> [Task] Could you substitute "occurrence" for "instance" in everything from the start of the lines down to the line containing "[(584, 268)]", keeping all else the same and leaving the pictures out?

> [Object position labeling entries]
^^^^
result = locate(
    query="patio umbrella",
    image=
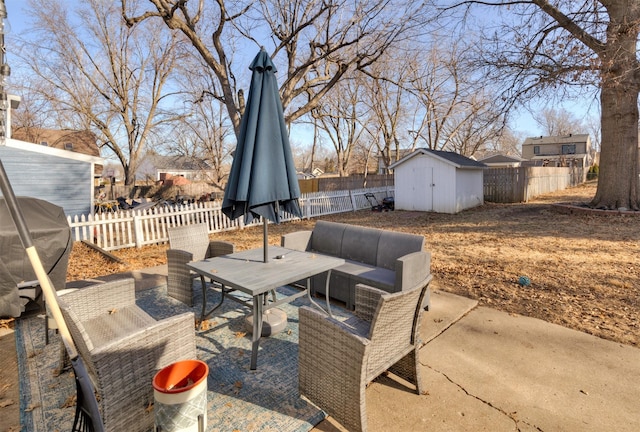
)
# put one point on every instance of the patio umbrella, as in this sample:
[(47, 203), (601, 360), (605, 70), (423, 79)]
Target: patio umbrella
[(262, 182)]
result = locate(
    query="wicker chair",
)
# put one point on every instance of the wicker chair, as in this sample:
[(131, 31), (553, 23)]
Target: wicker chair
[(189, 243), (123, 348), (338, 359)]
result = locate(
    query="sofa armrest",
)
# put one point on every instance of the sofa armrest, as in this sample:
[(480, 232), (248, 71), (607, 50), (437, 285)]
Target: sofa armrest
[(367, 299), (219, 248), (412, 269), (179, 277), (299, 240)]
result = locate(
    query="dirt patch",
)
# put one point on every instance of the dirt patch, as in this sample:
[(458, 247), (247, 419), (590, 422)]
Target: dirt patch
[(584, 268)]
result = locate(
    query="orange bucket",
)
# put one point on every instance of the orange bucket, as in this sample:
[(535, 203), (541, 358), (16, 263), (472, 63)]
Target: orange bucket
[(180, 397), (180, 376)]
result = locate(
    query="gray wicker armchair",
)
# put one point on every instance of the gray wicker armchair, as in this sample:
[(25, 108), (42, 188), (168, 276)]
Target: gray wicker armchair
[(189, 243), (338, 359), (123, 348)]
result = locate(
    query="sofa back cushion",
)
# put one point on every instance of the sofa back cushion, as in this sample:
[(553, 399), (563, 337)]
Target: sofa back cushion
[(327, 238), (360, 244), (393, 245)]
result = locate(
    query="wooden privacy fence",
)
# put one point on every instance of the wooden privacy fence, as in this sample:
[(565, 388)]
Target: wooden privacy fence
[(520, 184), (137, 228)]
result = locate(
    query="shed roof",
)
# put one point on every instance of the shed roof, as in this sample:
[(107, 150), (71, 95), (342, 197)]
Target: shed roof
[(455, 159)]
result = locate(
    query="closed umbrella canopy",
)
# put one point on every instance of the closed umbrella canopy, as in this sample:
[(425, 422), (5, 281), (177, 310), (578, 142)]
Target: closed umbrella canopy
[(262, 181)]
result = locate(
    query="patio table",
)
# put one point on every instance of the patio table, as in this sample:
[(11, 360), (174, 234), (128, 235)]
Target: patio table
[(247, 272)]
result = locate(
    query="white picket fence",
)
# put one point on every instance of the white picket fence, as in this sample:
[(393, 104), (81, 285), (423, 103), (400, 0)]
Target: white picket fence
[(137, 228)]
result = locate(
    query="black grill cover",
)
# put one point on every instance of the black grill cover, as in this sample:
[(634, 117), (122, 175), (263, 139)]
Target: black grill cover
^^^^
> [Solution]
result = locate(
    query="patio umbrella",
    image=
)
# put one point on every occurrence of the patio umbrella, as in this sample:
[(47, 203), (601, 360), (605, 70), (423, 79)]
Target: patio umbrella
[(262, 182)]
result = locate(
    query="wicker chair",
)
# put one point on every occurrence of the wicker chair, as in this sample:
[(131, 31), (553, 23)]
Target: wicker chair
[(189, 243), (123, 348), (338, 359)]
result = locate(
    query="sofa armrest",
)
# put one point on every occurrence of the sofa armrest, as in this sample:
[(480, 232), (248, 71), (607, 50), (437, 285)]
Target: sofa armrest
[(367, 299), (219, 248), (412, 269), (179, 277), (299, 240)]
result = locate(
    query="dirt patch",
)
# put one point on every occurrence of the dirt patch, as in this sample:
[(458, 247), (247, 419), (590, 422)]
Target: dirt patch
[(584, 268)]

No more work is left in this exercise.